◆ WRITTEN PROBLEM ◆
Look below for the line containing "Target = lamp post". Output it and each remaining line of the entries exactly, and nothing else.

┄┄┄┄┄┄┄┄┄┄

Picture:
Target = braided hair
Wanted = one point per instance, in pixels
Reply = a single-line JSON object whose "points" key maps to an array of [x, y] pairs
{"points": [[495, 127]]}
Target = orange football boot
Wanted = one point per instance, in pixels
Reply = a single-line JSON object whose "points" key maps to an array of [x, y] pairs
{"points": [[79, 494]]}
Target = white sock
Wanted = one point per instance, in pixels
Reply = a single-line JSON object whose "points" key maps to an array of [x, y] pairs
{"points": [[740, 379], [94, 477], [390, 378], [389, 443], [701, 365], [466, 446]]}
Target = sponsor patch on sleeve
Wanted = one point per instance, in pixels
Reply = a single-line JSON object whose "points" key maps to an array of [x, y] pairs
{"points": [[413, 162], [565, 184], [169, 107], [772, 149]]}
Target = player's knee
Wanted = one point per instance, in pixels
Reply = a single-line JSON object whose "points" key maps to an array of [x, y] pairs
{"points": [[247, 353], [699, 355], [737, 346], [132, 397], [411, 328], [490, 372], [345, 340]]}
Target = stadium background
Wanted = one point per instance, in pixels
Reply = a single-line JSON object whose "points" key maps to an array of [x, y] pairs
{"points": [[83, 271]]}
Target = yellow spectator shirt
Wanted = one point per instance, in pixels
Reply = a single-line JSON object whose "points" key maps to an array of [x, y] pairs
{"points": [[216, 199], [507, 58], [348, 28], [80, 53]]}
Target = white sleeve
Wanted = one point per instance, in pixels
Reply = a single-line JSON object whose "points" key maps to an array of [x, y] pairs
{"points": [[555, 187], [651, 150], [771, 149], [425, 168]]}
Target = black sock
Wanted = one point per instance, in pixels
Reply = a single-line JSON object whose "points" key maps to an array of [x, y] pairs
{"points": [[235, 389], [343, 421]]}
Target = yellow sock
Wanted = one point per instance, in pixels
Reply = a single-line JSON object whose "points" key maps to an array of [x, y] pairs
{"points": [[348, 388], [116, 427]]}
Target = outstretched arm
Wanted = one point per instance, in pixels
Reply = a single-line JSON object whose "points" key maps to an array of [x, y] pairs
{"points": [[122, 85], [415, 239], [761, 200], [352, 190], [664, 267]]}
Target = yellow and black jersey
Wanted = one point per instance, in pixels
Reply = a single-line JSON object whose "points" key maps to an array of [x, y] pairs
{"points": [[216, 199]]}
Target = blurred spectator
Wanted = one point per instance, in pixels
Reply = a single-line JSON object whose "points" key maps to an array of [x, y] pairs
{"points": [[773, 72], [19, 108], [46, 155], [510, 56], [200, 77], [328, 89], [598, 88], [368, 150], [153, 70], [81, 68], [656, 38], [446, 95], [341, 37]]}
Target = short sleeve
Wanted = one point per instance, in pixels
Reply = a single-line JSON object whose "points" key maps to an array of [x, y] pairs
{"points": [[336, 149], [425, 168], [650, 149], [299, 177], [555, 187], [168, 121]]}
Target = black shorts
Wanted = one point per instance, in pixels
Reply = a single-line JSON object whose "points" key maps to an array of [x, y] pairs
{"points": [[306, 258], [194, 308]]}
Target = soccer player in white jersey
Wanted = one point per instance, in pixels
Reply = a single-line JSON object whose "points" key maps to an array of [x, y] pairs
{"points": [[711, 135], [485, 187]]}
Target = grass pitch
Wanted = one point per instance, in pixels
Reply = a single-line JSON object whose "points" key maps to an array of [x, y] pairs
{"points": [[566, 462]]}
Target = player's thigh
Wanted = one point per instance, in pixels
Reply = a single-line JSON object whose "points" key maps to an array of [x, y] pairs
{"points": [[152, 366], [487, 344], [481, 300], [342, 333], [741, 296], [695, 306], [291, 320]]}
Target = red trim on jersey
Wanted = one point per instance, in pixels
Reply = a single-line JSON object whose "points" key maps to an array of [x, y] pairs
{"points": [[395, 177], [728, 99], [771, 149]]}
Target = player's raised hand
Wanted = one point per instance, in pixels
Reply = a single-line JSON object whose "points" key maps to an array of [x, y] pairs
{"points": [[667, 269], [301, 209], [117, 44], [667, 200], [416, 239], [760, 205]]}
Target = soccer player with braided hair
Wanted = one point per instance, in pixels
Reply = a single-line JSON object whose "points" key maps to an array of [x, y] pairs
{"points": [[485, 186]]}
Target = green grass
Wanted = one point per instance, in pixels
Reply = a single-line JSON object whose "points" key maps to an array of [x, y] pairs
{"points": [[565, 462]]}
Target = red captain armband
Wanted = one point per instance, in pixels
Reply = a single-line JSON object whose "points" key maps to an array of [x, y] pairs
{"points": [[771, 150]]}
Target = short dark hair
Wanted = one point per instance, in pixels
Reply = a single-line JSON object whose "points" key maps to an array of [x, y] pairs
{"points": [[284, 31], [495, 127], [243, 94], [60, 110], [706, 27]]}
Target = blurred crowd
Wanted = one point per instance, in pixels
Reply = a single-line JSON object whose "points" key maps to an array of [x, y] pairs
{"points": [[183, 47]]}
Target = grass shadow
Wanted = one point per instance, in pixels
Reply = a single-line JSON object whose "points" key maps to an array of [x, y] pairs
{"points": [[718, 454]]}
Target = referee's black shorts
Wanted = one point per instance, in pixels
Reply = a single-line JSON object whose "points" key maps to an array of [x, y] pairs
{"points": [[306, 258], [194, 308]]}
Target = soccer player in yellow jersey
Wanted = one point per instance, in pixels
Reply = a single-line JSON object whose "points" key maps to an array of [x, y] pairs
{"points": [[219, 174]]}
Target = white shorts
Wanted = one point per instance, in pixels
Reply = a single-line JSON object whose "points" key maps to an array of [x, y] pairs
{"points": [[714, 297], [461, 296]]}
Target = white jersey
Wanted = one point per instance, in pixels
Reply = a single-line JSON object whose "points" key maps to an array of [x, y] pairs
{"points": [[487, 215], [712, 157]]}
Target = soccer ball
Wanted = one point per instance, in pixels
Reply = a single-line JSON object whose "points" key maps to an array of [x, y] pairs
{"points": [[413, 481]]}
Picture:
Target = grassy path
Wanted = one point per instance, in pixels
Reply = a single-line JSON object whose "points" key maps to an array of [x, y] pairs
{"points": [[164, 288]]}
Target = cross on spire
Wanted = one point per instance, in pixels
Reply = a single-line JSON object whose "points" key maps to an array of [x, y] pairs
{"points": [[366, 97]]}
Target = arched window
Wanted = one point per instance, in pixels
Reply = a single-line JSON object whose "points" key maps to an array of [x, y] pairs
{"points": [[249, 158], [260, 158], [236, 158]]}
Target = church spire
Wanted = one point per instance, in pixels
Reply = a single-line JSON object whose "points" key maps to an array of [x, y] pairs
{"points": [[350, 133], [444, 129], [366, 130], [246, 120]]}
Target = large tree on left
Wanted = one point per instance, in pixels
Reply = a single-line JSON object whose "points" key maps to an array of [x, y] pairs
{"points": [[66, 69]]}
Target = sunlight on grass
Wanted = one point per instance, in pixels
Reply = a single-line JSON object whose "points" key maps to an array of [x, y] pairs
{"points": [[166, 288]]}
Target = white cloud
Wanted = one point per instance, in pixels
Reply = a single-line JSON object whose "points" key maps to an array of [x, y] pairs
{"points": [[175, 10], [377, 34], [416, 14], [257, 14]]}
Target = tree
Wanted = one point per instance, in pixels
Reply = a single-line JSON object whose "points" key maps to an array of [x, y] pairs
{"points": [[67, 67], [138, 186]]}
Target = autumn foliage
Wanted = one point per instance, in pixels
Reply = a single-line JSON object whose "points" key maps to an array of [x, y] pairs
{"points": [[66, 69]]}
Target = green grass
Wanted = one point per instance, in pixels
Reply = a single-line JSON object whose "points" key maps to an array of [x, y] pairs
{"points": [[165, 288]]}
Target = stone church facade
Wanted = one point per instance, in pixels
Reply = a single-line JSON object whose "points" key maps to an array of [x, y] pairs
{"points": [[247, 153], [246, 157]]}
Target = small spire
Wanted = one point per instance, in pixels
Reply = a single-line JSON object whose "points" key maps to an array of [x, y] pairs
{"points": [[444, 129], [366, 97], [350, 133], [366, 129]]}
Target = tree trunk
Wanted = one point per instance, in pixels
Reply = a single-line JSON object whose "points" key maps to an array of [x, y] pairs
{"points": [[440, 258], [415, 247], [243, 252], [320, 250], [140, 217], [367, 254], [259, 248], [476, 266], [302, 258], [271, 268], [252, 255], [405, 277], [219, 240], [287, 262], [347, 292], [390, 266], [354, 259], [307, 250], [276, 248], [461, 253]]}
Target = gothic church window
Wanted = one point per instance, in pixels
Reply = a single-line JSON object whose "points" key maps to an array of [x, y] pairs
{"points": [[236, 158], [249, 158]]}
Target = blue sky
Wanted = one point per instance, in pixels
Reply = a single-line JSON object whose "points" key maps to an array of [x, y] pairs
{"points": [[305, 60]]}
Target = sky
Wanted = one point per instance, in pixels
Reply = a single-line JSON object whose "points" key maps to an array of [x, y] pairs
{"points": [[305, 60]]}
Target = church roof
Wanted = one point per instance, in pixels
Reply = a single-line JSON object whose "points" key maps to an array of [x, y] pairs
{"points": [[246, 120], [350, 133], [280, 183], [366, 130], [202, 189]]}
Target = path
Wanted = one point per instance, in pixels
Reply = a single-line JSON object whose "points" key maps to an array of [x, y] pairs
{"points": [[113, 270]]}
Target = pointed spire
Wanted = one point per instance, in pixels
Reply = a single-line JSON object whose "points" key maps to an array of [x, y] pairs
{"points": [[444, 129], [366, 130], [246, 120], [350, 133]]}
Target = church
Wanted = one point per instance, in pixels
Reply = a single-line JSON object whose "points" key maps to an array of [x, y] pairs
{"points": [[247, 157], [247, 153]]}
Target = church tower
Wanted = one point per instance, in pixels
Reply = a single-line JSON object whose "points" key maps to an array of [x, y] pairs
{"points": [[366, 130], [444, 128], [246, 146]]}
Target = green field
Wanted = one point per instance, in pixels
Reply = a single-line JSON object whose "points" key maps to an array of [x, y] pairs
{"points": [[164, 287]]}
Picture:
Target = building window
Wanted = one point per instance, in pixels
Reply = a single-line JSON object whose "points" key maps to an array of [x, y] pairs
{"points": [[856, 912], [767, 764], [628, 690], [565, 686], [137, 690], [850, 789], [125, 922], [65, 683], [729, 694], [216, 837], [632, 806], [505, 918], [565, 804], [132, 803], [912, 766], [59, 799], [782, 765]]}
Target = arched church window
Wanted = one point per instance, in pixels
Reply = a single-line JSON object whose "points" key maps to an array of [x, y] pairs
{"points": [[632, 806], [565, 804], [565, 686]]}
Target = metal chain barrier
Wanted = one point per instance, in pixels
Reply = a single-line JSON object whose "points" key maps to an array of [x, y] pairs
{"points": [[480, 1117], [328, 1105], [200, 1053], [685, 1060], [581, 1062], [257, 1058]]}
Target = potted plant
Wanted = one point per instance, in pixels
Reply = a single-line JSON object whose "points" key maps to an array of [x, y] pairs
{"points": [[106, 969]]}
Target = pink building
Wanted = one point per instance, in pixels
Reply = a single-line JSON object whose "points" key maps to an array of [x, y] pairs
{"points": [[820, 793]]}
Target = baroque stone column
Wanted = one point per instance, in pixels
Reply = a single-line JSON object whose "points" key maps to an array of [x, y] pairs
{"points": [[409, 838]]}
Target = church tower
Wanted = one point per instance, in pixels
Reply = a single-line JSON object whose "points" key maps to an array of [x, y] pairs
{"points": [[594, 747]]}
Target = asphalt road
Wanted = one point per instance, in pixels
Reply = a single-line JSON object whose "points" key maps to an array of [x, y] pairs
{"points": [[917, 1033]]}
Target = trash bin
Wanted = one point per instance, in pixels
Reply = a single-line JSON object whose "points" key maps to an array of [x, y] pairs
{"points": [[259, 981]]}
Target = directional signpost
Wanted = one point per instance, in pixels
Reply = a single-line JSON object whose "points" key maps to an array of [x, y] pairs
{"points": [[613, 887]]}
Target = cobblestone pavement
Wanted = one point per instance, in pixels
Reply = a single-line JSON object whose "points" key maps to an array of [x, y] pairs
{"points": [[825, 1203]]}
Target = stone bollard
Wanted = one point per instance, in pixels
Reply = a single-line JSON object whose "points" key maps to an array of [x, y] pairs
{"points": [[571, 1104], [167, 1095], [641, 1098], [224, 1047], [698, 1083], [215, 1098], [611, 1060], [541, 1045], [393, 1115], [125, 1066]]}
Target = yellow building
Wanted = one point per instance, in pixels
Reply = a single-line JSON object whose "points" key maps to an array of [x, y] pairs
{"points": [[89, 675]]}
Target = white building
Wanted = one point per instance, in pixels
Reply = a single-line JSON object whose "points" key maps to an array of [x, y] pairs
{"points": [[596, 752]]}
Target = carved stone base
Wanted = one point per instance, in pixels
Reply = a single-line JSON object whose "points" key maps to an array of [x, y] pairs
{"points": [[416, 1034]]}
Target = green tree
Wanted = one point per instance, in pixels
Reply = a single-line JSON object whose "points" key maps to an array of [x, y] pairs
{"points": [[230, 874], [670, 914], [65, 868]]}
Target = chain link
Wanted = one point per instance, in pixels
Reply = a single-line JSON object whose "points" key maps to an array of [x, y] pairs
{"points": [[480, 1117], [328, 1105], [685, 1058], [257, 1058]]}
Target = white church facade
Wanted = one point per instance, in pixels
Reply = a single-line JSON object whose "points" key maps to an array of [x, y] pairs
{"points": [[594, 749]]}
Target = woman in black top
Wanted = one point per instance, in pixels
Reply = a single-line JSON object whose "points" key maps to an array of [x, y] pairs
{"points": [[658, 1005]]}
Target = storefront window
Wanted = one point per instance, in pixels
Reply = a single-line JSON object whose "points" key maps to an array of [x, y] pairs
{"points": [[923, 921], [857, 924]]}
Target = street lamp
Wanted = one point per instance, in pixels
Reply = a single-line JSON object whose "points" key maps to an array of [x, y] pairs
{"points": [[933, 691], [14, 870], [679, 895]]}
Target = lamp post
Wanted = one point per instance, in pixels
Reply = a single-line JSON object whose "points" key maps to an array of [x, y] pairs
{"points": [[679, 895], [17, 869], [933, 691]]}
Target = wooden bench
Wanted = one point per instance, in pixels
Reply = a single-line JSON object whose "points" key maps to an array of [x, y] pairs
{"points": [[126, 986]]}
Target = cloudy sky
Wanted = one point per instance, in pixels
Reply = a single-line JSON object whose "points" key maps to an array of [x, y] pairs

┄┄┄┄┄┄┄┄┄┄

◆ EXERCISE RESPONSE ◆
Target = lamp post
Wanted = one point per instance, in pixels
Reply = a single-line JSON object whose "points" key maps to an array of [x, y] pairs
{"points": [[679, 895], [17, 869], [933, 691]]}
Target = wooden bench
Wanted = one point per instance, in pixels
Reply = a single-line JSON object whose "points" key maps to an array of [x, y] pairs
{"points": [[126, 986]]}
Target = cloudy sky
Wanted = one point per instance, in pixels
Reply = a single-line JSON object whose "points" key maps to an array of [x, y] pairs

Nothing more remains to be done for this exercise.